Increasing threats from international terrorism and fears of additional states gaining nuclear weapons capabilities challenge the integrity of existing nuclear safeguards and security systems. To address this important topic, the American Nuclear Society Northeastern Section (ANS-NE) invited INSSL Director Dr. Sukesh Aghara, Associate Professor of Nuclear Engineering at UMass Lowell, to be the featured speaker at a meeting focused on next generation approaches to nuclear security and safeguards. Dr. Aghara’s presentation highlighted the need for greater international cooperation, effective security culture and a comprehensive human resource development program related to nuclear security and safeguards.

* [Data to process]:
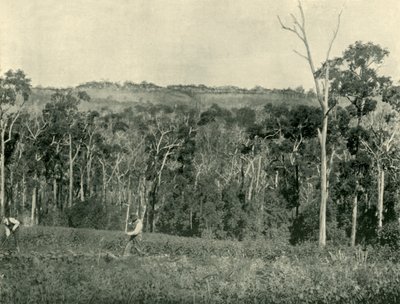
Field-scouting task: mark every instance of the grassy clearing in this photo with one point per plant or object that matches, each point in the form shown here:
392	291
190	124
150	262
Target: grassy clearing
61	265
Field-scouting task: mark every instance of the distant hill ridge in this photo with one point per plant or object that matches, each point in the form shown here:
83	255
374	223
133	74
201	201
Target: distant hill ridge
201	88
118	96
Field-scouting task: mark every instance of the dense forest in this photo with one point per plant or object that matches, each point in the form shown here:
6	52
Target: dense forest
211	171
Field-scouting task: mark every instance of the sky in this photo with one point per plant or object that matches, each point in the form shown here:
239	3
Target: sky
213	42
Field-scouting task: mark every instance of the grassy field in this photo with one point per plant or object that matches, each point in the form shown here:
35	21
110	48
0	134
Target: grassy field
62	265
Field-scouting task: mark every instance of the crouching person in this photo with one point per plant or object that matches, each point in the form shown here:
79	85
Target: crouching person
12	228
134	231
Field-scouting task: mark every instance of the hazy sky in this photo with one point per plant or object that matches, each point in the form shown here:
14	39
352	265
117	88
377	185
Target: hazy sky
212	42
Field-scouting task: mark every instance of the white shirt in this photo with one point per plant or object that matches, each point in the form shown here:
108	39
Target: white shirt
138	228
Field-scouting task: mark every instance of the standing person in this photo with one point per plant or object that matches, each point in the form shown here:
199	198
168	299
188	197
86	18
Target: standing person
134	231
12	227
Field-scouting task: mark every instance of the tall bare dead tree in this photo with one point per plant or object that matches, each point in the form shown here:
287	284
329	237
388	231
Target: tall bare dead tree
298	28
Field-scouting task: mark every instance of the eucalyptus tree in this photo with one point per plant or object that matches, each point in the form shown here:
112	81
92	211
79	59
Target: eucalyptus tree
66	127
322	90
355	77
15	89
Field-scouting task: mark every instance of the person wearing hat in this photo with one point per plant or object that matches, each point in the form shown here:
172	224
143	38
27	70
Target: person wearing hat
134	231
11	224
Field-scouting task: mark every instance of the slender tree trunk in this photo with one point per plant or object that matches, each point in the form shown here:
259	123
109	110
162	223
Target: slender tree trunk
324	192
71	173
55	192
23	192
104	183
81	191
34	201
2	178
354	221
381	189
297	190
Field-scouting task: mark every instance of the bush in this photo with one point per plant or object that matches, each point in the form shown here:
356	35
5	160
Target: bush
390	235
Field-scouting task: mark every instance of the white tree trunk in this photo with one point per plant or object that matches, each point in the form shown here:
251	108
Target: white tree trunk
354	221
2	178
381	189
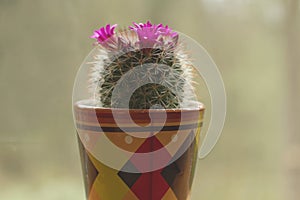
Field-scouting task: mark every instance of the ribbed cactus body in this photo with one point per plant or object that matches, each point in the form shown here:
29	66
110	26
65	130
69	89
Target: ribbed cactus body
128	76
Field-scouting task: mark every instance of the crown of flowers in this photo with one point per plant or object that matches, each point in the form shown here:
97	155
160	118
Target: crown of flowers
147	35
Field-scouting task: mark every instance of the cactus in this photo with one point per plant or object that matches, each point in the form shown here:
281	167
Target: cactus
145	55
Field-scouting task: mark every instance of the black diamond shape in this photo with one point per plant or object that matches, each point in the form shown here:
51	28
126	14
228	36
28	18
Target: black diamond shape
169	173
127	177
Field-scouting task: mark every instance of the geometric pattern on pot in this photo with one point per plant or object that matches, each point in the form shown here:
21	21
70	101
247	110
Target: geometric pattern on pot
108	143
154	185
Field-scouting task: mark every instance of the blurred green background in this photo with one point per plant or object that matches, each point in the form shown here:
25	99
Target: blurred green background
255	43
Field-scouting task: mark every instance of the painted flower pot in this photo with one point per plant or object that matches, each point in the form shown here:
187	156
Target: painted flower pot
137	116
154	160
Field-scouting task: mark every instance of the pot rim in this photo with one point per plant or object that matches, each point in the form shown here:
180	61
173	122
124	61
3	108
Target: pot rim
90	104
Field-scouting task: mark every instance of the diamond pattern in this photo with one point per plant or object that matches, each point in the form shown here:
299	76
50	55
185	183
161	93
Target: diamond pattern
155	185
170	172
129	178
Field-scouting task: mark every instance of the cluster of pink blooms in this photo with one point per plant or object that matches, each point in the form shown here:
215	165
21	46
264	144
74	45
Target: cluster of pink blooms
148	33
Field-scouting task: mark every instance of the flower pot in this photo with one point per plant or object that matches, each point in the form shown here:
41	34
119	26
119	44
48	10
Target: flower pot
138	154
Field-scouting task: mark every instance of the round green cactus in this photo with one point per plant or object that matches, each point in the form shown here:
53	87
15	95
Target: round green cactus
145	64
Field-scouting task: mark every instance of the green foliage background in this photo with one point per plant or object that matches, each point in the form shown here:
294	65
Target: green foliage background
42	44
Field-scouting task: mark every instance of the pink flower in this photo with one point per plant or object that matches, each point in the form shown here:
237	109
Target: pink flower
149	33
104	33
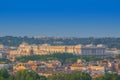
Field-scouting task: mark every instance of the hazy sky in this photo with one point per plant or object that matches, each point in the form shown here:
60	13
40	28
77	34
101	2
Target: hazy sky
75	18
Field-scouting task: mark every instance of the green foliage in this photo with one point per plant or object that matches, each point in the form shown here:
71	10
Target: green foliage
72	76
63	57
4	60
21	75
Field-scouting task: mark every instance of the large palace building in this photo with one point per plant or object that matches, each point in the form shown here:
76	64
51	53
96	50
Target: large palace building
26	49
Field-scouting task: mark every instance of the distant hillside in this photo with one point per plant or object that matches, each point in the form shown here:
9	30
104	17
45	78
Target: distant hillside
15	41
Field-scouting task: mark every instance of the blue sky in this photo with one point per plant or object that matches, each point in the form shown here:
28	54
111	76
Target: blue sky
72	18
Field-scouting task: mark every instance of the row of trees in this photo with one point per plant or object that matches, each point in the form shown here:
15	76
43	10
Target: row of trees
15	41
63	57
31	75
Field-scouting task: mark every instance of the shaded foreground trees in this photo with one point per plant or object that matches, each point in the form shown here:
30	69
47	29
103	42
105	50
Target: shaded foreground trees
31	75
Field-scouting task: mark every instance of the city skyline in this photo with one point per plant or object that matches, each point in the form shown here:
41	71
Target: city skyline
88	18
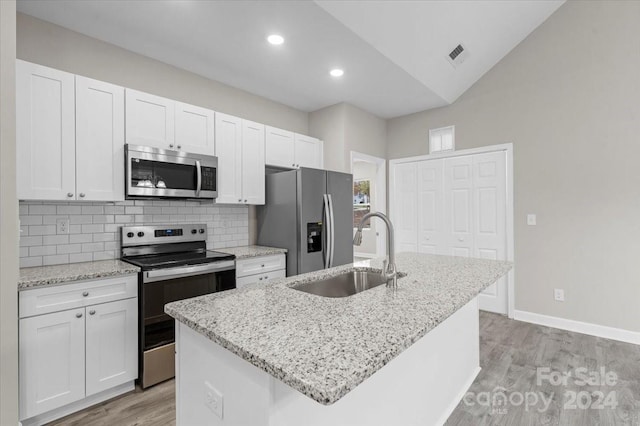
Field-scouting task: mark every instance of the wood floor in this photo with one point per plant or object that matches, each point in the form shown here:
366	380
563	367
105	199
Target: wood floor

* [Task requirements]:
1 - Duplicate the passage on nuclear security from "Increasing threats from" up to and including "related to nuclear security and safeguards.".
2 - Report only the number of lines in the records that contain the word "bare".
The passage on nuclear security has no connection to the records.

* [Solution list]:
1 -
Increasing threats from international terrorism and fears of additional states gaining nuclear weapons capabilities challenge the integrity of existing nuclear safeguards and security systems. To address this important topic, the American Nuclear Society Northeastern Section (ANS-NE) invited INSSL Director Dr. Sukesh Aghara, Associate Professor of Nuclear Engineering at UMass Lowell, to be the featured speaker at a meeting focused on next generation approaches to nuclear security and safeguards. Dr. Aghara’s presentation highlighted the need for greater international cooperation, effective security culture and a comprehensive human resource development program related to nuclear security and safeguards.

2 - 2